**Request 1**
Count the lines in the listing below that contain the string "white", treating case as significant, and give only the number.

**Selected text**
** begin **

Because Jesus did not set forth a didactic discourse on the topic of women, we must discern his view of women in the same way that we discern other issues in the gospels. Narratives do not explicitly tell us, but show us, their theology.9 For instance, in an epistle by Paul, the Apostle explicitly states that Adam was a type (typos) of Christ (Rom 5:14), but the Gospel of Luke shows us that Jesus is the new Adam by running his genealogy back to Adam, and then rearranging the order of the temptation account from that in Matthew to match the temptation of Adam and Eve in the garden.10 Luke shows us what Paul tells us.

So, too, when we read the narratives in Mark, we should look for how the narrative shows its theology of women rather than for explicit, didactic statements about women. We need to ask questions such as: How does Jesus interact with women when he encounters them? What is the writer doing with the material to communicate a theological message? Is the arrangement of the material significant to its message, since how the writer communicates a message is as much a part of the message as what the writer says?11

For instance, the sermon-sign structure in Mark 7 sets forth Jesus’s proposition that it is not that which goes into a person that makes him unclean, but that which comes out of a person’s heart that defiles (Mark 7:14–23). This teaching (sermon) section is then followed by three12 narrative pictures (signs) that specifically demonstrate the truth of the sermon as Jesus goes among people whom Israel would consider to be unclean, including (1) the Syrophoenician woman (7:24–30), (2) the deaf-mute in the Decapolis area whom he touched (put his fingers into his ears and touched his tongue, Mark 7:31–37), and (3) the four thousand, who were probably Gentiles (Mark 8:1–9). At the head of this symbolic trio is Jesus’s encounter with a Gentile woman of the Syrophoenician race (Mark 7:26). Unlike the disciples in the immediately preceding sermon, who did not understand what Jesus said when he spoke in a parable (Mark 7:14–18), she not only understands the metaphor Jesus spoke to her, but immediately adapts it to persuade him to provide her with the overflow of his blessings to Israel: “Yes, Lord, but even the dogs under the table feed on the children’s crumbs” (Mark 7:28 NASB). Accordingly, Jesus tells the woman her request has been granted: “Because of this answer go your way; the demon has gone out of your daughter” (Mark 7:29). The structure of the sermon-sign contributes to the meaning of the text by showing the significance of what Jesus has just taught—a person is not unclean because of what he or she eats. Moreover, the details of the encounter show that this Gentile woman is unique in Mark’s gospel because she understands Jesus’s parables, engages with his words beyond the Twelve, and thereby sets forth the significant theology that Gentiles may share in the blessings to Israel. Mark shows his theology through the literary device of sermon-signs. Furthermore, his view of women is clarified through an encounter with one whose understanding exceeds that of the Twelve.

** end **

**Request 2**
According to the passage on Mark's gospel above, which three narrative pictures follow the teaching section in Mark 7?

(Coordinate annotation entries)
** begin **

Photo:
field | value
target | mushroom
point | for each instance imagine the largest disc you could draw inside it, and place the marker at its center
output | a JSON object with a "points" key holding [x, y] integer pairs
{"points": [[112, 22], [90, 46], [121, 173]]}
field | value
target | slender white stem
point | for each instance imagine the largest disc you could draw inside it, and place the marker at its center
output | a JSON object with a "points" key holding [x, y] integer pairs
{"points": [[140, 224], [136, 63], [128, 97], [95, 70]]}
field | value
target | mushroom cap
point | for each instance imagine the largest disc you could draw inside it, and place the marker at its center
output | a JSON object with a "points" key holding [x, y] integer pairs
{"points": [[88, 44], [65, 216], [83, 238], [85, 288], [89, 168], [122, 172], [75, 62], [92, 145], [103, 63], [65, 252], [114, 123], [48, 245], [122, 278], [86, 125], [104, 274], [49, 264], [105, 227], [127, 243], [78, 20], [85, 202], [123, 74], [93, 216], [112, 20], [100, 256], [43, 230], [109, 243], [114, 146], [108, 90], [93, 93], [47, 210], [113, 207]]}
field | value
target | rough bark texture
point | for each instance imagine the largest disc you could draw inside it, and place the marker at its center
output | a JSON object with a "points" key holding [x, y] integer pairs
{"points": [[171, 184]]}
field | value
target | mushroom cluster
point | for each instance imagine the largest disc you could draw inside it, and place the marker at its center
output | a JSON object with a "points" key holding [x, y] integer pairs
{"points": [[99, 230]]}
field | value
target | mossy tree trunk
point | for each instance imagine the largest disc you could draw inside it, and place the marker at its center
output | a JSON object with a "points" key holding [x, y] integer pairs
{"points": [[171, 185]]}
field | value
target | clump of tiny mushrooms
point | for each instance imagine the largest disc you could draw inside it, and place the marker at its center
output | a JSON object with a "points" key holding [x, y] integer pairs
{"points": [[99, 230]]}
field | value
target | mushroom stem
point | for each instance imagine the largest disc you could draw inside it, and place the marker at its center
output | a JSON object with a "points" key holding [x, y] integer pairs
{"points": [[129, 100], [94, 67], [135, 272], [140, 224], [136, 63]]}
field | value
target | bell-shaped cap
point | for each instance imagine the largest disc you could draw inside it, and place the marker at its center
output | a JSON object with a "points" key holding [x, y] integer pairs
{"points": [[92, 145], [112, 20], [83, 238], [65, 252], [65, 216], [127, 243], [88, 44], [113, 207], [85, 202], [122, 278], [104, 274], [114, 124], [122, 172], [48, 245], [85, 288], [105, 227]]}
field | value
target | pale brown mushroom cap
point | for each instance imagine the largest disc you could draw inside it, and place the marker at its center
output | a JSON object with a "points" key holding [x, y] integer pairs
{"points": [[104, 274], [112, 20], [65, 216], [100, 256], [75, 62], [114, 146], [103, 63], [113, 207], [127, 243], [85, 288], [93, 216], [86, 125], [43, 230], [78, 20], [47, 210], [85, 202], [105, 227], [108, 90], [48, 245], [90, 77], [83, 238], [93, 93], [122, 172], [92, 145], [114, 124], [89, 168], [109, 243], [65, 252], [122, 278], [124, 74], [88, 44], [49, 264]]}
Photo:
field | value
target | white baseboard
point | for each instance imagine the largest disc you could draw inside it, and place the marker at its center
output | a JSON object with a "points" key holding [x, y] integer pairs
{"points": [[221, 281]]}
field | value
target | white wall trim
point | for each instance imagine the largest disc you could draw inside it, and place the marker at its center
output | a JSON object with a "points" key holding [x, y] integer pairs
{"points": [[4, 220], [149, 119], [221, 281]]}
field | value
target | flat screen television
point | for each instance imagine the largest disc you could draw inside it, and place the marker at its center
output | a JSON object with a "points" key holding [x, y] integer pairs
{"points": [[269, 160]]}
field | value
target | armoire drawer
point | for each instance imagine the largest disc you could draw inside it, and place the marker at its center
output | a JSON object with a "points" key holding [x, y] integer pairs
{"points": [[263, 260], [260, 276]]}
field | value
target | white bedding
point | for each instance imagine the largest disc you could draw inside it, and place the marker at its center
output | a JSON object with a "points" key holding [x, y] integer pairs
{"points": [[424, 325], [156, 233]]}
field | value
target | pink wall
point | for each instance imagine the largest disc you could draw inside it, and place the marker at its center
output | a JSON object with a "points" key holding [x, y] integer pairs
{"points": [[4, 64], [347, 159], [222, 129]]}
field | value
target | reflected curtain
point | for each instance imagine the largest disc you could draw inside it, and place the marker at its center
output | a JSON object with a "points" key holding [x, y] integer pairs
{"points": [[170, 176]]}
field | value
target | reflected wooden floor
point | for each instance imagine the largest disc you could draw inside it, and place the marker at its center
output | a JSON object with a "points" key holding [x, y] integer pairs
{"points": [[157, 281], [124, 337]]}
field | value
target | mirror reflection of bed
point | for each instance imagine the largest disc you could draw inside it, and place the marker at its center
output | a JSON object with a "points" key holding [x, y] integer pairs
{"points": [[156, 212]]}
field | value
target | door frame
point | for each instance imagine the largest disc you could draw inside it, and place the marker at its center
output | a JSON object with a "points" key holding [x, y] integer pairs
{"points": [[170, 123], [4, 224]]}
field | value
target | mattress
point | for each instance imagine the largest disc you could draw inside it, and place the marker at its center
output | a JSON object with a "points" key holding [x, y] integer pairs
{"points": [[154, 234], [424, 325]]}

** end **

**Task output 1**
4

**Task output 2**
The Syrophoenician woman, the deaf-mute in the Decapolis area, and the four thousand.